# [Extrait de l'entretien]
Directeur de recherches au CNRS, historien du mouvement ouvrier, Michel Dreyfus est l’auteur d’ouvrages sur le syndicalisme, les Assurances sociales et le communisme. Dans l’entretien qu’il a bien voulu nous accorder, il rend compte des résultats de la recherche qu’il a menée sur une question très délicate : la contamination d’un nombre significatif de militants de gauche, à différentes époques, par des thèmes antisémites diversement exprimés. Cet « Antisémitisme à gauche » – titre de la récente étude de Michel Dreyfus – risque-t-il encore de nous inquiéter ?
Royaliste : Michel Dreyfus, d’où parlez-vous ?
Michel Dreyfus : Je suis d’origine juive et notamment apparenté à la famille du capitaine Dreyfus, ce qui a eu une énorme importance dans mon histoire personnelle. Athée, laïc et républicain, je revendique les valeurs de la gauche, j’ai beaucoup travaillé sur son histoire et tout particulièrement sur celle du mouvement ouvrier. Dans ce livre, j’ai voulu écrire l’histoire de deux mondes qui n’ont apparemment rien à voir : celui de l’antisémitisme en France, et celui du mouvement ouvrier.
Royaliste : Comment définissez-vous le mouvement ouvrier ?
Michel Dreyfus : Citons rapidement par ordre chronologique : les socialistes utopiques – Fourrier, Proudhon – Karl Marx et la 1ère Internationale, les organisations socialistes puis la SFIO, les anarchistes, la CGT, le PC, les pacifistes de gauche dans les années 1930, etc. L’histoire de ces partis et organisations est bien connue. Celle de l’antisémitisme également. Mais ces deux ensembles ne se rencontrent pas : quelques travaux ponctuels ont été réalisés sur l’antisémitisme et la gauche mais il n’y avait aucun ouvrage général sur cette question. On aurait pu penser que la question ne se posait pas puisque la gauche défend l’égalité, la fraternité et l’universalisme, alors que les antisémites affirment exactement le contraire.

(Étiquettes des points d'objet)
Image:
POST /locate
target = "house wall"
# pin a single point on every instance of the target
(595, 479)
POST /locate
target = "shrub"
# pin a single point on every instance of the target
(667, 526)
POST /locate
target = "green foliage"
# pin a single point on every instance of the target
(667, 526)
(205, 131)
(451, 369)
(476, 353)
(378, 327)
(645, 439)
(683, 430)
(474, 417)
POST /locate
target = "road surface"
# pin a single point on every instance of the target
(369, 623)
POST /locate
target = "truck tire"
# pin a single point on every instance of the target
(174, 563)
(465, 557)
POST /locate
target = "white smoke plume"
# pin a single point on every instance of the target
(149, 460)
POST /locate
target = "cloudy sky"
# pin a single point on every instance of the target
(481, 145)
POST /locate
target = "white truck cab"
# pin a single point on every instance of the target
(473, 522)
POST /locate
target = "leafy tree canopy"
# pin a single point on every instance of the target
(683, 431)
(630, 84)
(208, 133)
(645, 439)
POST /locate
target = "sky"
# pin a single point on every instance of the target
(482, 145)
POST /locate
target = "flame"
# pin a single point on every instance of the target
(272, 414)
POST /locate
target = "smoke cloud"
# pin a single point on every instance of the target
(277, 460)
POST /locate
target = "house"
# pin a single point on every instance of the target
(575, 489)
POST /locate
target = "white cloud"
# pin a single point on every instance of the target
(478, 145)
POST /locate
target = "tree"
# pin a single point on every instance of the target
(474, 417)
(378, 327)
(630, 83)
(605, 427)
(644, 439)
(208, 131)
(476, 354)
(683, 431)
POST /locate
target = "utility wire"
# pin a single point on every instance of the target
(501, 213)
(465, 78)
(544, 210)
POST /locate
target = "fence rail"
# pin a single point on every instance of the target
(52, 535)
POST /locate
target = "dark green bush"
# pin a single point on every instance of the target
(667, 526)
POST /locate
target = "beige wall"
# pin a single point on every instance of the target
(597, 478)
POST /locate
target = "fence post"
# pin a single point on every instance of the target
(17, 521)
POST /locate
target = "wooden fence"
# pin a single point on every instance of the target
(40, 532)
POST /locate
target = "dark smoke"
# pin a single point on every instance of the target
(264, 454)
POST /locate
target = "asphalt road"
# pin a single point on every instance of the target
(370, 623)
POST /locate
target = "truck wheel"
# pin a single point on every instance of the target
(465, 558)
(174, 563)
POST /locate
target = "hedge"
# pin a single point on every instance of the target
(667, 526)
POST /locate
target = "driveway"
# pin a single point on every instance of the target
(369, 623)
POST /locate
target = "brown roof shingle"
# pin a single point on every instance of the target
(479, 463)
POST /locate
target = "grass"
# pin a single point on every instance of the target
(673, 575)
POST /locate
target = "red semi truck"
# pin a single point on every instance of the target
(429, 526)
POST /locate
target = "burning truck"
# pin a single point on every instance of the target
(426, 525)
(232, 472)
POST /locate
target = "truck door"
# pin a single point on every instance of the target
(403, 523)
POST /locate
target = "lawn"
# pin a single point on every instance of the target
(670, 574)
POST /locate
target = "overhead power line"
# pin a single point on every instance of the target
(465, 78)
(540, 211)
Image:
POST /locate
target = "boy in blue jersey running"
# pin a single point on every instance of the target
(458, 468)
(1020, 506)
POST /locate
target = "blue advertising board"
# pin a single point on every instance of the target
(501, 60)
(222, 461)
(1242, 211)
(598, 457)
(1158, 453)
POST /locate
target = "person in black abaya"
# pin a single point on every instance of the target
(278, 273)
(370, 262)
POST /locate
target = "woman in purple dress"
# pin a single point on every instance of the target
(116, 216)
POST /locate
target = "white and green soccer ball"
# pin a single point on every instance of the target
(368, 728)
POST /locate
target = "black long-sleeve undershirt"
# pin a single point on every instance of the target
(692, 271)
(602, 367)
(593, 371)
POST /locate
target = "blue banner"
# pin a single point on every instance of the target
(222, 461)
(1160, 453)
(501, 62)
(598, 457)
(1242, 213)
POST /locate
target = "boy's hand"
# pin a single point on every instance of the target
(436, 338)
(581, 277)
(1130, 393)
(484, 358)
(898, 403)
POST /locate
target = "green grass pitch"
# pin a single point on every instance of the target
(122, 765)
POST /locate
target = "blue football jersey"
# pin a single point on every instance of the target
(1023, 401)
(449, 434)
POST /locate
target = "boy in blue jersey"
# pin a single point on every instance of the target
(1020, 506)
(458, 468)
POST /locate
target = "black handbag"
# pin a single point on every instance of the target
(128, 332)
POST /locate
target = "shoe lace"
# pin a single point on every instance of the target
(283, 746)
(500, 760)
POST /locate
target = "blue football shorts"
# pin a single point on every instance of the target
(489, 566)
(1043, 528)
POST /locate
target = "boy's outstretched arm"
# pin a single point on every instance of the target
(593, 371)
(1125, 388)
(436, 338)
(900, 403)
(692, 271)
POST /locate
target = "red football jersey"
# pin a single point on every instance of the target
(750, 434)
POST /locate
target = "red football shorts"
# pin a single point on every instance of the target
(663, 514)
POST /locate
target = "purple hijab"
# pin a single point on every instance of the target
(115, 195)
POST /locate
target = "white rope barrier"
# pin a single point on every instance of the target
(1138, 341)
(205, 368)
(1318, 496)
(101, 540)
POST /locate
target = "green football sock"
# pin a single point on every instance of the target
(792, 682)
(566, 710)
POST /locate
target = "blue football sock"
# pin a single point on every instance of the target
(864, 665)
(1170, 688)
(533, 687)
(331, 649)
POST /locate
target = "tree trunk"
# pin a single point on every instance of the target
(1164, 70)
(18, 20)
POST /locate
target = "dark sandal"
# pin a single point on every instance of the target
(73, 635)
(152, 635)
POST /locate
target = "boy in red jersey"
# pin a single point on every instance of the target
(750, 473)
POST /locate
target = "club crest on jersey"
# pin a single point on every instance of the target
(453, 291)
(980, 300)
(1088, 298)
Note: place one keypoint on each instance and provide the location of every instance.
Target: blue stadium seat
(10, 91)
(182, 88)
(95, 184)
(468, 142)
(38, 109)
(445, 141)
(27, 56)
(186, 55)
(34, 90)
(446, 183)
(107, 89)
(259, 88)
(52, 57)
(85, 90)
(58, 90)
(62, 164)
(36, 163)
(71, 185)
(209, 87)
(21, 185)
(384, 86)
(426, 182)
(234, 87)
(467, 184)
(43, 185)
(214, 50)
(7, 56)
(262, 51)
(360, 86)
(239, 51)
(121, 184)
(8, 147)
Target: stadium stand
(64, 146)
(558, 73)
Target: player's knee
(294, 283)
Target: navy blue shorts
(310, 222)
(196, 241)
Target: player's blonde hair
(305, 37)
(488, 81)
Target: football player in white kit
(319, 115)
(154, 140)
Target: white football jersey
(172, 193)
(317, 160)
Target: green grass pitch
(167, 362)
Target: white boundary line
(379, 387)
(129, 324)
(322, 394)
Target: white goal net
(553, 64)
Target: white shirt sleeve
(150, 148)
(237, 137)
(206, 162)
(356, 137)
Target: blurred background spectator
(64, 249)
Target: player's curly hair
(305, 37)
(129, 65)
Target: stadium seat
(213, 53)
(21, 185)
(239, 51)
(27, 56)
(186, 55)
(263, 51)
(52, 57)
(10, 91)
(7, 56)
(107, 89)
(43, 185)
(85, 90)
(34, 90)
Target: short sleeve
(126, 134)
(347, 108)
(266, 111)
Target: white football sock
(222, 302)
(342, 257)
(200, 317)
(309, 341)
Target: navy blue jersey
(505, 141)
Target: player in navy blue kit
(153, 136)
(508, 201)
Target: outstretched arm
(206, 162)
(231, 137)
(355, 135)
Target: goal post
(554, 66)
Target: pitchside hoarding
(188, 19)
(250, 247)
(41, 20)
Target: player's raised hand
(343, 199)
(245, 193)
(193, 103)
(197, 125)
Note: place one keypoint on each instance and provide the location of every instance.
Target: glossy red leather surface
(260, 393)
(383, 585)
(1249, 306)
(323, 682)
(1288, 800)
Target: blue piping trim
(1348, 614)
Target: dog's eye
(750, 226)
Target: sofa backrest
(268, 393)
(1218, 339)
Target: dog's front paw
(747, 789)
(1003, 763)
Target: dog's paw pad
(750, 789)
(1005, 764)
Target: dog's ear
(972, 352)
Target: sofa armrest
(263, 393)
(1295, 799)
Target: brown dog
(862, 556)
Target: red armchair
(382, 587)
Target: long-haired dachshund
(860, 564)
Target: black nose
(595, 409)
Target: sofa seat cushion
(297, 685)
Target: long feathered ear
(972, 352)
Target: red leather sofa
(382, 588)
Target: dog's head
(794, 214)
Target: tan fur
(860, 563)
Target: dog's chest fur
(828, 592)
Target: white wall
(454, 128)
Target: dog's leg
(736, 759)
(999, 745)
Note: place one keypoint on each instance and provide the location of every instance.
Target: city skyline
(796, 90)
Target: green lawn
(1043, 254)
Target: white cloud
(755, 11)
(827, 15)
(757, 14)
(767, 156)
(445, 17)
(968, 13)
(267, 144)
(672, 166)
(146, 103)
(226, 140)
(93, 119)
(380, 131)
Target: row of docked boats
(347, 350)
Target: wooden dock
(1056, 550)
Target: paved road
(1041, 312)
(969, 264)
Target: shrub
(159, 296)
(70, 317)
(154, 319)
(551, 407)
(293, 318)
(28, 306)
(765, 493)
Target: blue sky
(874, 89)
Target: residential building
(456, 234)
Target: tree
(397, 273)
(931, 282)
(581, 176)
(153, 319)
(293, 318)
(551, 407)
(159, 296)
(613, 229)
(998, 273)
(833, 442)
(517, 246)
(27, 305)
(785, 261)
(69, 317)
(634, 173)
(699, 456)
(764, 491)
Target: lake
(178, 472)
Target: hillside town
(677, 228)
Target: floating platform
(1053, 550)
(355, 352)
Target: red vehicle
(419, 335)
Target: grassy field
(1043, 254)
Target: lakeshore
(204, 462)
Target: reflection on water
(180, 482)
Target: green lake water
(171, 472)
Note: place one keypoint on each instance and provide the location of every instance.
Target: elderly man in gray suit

# [Consigne]
Pouvez-vous recopier l'entretien depuis « Michel Dreyfus : Je » jusqu'à « mouvement ouvrier ? » inclus, en substituant « démocrate » à « républicain » ?

# [Problème résolu]
Michel Dreyfus : Je suis d’origine juive et notamment apparenté à la famille du capitaine Dreyfus, ce qui a eu une énorme importance dans mon histoire personnelle. Athée, laïc et démocrate, je revendique les valeurs de la gauche, j’ai beaucoup travaillé sur son histoire et tout particulièrement sur celle du mouvement ouvrier. Dans ce livre, j’ai voulu écrire l’histoire de deux mondes qui n’ont apparemment rien à voir : celui de l’antisémitisme en France, et celui du mouvement ouvrier.
Royaliste : Comment définissez-vous le mouvement ouvrier ?